▶ [The problem]:
Please repeat the lines below exactly. Begin with the line containing "Where can the shrub" and go on through the line containing "Where can the grassy hillside".

──────── Given data

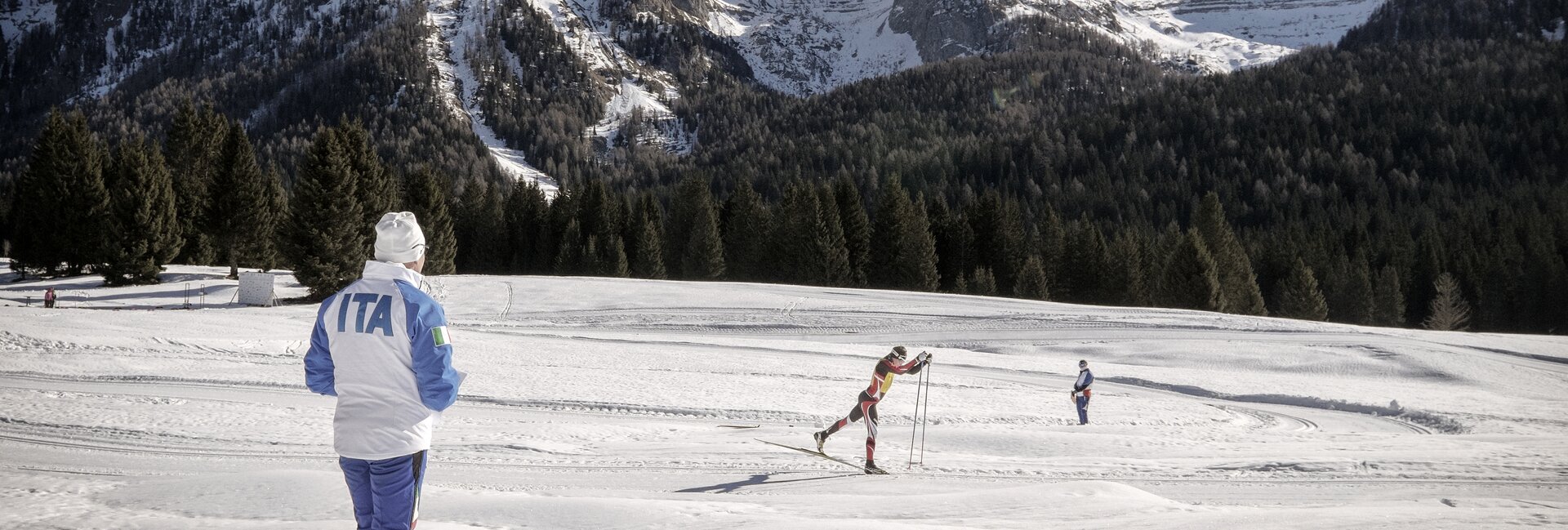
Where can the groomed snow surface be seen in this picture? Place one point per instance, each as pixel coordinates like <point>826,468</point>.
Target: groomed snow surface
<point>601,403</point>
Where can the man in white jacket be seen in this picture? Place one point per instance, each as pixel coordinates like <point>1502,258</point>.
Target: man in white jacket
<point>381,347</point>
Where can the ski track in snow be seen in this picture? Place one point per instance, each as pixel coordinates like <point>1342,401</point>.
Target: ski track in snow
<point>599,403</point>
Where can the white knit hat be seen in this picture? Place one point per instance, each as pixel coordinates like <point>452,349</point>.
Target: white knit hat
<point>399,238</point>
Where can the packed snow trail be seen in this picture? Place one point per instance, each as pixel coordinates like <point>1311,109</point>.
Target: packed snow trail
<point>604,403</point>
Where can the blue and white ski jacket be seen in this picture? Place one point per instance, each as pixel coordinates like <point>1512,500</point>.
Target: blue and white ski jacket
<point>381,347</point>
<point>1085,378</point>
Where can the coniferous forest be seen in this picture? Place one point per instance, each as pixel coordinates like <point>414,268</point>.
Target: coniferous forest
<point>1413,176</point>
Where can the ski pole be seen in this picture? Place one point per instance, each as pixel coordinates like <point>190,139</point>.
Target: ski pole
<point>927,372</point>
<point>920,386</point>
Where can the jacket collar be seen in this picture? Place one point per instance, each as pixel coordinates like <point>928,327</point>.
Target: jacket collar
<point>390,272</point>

────────────────
──────── Given data

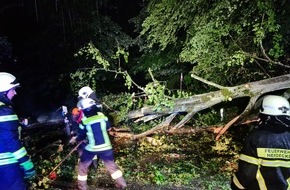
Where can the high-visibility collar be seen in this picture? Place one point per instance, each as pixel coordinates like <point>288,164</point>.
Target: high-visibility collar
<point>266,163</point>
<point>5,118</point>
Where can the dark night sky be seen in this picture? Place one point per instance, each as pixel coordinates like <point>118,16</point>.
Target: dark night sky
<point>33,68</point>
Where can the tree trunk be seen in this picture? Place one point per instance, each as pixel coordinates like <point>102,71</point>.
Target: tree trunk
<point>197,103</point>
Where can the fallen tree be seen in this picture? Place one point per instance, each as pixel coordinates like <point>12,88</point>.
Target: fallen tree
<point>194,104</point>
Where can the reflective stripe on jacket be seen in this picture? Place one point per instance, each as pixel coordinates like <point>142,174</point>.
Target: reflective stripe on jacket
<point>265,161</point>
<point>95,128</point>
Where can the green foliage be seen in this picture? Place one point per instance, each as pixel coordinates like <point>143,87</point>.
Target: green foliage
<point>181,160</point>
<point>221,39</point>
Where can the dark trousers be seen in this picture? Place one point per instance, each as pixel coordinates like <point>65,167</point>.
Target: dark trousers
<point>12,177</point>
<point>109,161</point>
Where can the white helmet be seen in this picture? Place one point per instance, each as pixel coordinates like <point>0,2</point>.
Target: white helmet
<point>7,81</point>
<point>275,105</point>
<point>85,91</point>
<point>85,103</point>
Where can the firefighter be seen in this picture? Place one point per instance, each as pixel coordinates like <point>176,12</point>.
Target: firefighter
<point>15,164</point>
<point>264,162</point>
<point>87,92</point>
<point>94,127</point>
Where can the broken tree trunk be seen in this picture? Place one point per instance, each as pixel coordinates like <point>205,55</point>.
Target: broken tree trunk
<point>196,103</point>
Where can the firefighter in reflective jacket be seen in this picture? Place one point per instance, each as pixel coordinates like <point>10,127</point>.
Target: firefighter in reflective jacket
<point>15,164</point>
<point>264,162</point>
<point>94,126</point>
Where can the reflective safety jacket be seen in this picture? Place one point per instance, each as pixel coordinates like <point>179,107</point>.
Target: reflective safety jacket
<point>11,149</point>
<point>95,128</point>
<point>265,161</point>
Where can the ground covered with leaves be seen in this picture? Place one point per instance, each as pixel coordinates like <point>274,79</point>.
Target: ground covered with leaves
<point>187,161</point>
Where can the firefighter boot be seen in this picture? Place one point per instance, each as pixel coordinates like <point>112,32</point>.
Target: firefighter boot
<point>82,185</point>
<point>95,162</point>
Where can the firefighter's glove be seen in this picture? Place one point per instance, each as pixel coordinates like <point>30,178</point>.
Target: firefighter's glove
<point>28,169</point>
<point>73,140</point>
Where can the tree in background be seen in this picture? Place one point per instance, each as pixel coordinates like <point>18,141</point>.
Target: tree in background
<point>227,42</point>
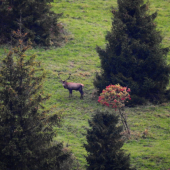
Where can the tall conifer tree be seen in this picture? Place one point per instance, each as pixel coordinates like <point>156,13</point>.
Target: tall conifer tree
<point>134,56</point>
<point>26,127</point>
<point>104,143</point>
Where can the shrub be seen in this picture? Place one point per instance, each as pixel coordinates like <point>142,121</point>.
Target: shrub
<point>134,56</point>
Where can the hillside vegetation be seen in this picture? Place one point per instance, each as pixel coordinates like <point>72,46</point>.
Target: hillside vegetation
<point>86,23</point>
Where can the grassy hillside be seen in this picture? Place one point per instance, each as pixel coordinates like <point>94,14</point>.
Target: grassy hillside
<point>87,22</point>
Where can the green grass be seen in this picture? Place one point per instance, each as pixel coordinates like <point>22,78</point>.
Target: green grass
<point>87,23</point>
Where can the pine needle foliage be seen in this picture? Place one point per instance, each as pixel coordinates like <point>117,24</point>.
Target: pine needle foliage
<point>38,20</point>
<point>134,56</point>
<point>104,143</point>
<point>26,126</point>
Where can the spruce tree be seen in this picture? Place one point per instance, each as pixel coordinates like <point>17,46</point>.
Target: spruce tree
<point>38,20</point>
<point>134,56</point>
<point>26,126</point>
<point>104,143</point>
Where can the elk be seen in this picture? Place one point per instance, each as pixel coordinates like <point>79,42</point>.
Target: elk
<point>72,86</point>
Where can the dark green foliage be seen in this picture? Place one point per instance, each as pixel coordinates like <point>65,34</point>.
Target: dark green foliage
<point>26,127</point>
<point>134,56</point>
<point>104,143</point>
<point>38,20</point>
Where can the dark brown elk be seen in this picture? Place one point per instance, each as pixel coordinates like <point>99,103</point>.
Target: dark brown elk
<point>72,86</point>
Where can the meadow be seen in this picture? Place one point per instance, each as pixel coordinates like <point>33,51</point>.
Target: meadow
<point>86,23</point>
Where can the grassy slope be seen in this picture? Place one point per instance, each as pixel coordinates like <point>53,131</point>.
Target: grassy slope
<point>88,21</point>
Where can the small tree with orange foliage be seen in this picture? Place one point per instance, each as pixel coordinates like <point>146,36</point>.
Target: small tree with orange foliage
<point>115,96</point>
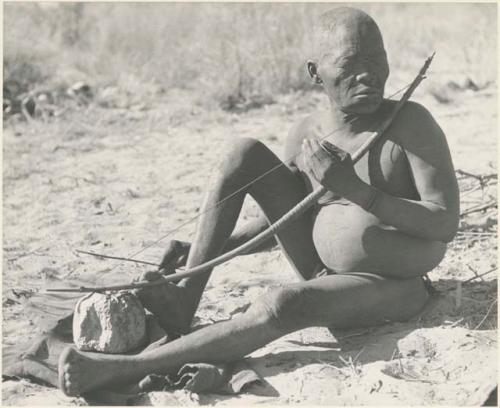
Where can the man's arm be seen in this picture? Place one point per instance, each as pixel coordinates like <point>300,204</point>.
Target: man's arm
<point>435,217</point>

────────────────
──────── Given data

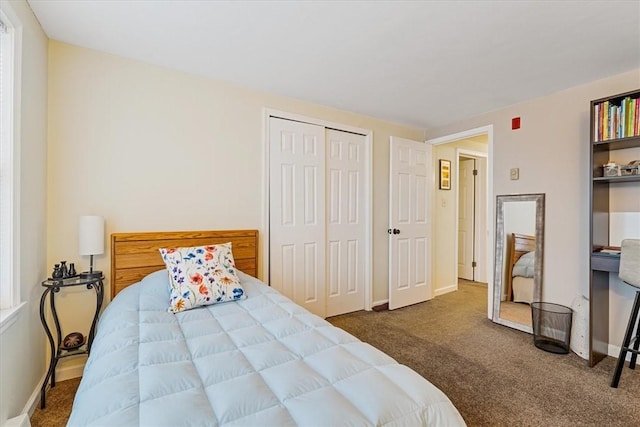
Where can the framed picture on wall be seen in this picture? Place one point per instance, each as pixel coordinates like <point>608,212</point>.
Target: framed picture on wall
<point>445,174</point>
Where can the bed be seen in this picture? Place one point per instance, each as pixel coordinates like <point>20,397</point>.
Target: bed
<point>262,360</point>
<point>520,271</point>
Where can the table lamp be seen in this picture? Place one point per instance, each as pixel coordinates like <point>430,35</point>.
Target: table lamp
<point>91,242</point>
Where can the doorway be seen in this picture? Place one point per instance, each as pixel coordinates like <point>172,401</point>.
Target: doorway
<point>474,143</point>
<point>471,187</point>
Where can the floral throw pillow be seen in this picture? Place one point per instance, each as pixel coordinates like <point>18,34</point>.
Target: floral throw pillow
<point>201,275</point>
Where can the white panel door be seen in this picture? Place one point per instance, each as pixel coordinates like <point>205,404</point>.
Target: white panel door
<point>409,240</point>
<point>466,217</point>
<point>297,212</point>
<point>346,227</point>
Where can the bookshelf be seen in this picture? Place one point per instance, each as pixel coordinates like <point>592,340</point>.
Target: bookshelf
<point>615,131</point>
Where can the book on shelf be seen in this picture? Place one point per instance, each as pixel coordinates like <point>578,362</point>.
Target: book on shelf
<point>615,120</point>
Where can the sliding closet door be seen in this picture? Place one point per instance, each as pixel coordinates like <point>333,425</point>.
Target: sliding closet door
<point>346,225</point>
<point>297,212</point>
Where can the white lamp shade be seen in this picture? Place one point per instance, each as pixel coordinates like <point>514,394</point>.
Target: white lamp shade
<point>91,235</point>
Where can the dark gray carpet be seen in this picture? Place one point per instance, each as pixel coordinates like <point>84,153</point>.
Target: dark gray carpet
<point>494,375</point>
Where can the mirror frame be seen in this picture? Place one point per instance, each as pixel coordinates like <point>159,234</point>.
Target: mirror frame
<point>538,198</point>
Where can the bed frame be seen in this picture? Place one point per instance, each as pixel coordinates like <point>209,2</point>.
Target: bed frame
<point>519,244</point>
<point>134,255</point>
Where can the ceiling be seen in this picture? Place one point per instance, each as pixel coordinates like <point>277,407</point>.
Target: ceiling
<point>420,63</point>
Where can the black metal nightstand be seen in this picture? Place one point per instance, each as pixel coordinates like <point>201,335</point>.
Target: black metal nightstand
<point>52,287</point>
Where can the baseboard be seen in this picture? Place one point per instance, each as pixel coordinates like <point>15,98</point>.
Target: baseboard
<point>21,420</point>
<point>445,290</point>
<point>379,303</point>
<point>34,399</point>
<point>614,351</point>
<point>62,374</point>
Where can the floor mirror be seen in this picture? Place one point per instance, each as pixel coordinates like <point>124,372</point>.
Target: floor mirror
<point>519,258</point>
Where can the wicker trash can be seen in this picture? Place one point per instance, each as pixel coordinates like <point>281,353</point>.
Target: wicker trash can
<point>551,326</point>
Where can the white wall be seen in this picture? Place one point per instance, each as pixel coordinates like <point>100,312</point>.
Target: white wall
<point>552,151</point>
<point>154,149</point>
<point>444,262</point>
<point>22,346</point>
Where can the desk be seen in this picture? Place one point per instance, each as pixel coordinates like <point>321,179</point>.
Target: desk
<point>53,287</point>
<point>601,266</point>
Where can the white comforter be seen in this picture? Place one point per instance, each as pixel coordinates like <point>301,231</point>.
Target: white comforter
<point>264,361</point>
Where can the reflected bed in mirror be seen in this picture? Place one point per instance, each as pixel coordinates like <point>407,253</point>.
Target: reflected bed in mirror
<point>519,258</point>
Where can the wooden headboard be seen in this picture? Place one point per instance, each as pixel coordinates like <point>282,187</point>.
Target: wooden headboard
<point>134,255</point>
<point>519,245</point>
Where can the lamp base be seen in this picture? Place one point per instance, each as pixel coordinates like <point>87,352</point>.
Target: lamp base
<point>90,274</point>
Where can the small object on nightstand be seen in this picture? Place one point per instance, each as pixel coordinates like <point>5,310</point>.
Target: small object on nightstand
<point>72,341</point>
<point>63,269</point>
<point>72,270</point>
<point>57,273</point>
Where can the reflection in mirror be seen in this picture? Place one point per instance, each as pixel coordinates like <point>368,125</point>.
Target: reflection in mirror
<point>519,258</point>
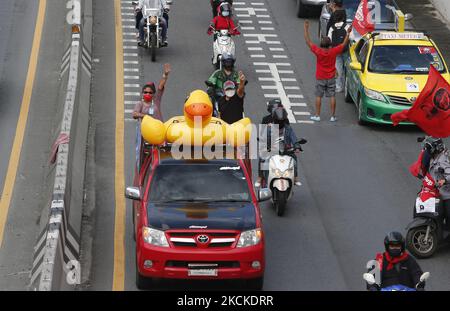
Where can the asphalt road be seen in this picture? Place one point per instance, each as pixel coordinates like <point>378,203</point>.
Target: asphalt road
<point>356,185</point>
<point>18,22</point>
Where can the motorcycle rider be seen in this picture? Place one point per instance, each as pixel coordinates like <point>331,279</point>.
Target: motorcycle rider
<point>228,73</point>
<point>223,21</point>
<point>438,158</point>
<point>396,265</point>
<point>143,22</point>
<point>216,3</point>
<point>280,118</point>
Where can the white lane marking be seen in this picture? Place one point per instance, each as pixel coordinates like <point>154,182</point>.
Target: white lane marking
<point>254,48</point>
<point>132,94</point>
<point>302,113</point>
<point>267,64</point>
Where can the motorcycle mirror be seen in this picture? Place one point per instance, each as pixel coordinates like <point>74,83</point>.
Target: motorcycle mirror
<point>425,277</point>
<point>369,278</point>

────────────────

▶ [Result of the task]:
Where can the shrub be seen in this picture? Place one point per instance, each as pixel coordinates like <point>142,121</point>.
Target: shrub
<point>134,56</point>
Where can the hillside vegetation be seen in this picture? Place one point per instance, each as pixel coordinates like <point>72,46</point>.
Target: hillside vegetation
<point>86,23</point>
Where can the grassy hillside be seen in this picture? Place one point per instance, each as pixel coordinates like <point>94,14</point>.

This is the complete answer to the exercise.